| GIVEN TASK A |
Count the lines in the records that contain the word "grateful", and give only that number.

| DOCUMENT SECTION |
--- start ---

Friday, August 31, 2012

Little Miss Muffet Activities For Preschoolers

Spider crafts align with a "Little Miss Muffet" unit.


The nursery rhyme "Little Miss Muffet" by Dr. Thomas Muffet depicts his daughter, Patience, and her fear of spiders. Integrate the nursery rhyme adapted by Mother Goose into your lesson planning during a nursery rhyme theme unit or during a week-long unit on spiders. Devise activities for the students to enrich the "Little Miss Muffet" unit.


Story Reenactment








Punch or cut sixteen 1/4-inch slits approximately 3-inches inside the edge of a 16-inch circle of fabric. Weave yarn in and out of the holes and pull the yarn ends tight to create a bonnet shaped hat. Tie the yarn pieces into a bow around each preschooler's head to create a "Little Miss Muffet" hat. Allow each student a turn to sit on a footstool, or tuffet, and retell the story with the preschooler as the main character. Alternatively, students can use photocopied "Little Miss Muffet" images glued to the end of wooden craft sticks to recreate the story.


Edible Crafts


Recreate the "Little Miss Muffet" nursery rhyme with edible items for snack time. The Library Support website states that a tuffet is the term used to describe a grassy lump in the ground as well as a footstool. Lay a piece of clean lettuce in a paper bowl to represent a grassy tuffet and spoon a dollop of cottage cheese, resembling curds and whey, over it. Top the cottage cheese with a large raisin, which resembles a spider's dark-colored body. Another edible nursery rhyme idea from Craft Bits suggests that the students press strands of black licorice into the white filling of a chocolate sandwich cookie to create "Little Miss Muffet" spiders.

--- end ---

| GIVEN TASK B |
Copy the passage of the Little Miss Muffet activities page starting with "Story Reenactment" and going on through "recreate the story.", swapping every "yarn" for "ribbon".

| ENTRIES SUPPLIED |

--- start ---

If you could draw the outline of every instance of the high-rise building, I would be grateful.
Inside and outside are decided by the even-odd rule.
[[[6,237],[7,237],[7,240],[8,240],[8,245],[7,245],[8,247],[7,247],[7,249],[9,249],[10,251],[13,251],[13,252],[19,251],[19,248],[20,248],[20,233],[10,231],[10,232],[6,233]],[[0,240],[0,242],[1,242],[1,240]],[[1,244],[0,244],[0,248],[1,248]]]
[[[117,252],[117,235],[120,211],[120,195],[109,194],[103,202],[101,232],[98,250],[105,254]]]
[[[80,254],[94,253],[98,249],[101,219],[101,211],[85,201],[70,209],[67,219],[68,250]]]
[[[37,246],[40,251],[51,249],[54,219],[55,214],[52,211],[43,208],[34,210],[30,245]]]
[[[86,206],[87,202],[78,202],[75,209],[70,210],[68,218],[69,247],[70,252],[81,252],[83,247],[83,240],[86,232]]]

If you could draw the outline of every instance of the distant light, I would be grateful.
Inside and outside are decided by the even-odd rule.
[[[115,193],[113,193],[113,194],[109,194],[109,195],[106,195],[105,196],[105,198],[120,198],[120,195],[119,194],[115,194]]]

--- end ---
--- start ---

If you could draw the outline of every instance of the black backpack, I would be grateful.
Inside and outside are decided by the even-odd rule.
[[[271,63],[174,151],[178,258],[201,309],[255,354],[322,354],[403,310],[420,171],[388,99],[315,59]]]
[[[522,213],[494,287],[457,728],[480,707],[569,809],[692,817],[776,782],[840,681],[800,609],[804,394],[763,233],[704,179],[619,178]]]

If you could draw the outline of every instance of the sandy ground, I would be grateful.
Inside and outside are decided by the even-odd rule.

--- end ---

| EXERCISE OUTPUT A |
4

| EXERCISE OUTPUT B |
Story Reenactment








Punch or cut sixteen 1/4-inch slits approximately 3-inches inside the edge of a 16-inch circle of fabric. Weave ribbon in and out of the holes and pull the ribbon ends tight to create a bonnet shaped hat. Tie the ribbon pieces into a bow around each preschooler's head to create a "Little Miss Muffet" hat. Allow each student a turn to sit on a footstool, or tuffet, and retell the story with the preschooler as the main character. Alternatively, students can use photocopied "Little Miss Muffet" images glued to the end of wooden craft sticks to recreate the story.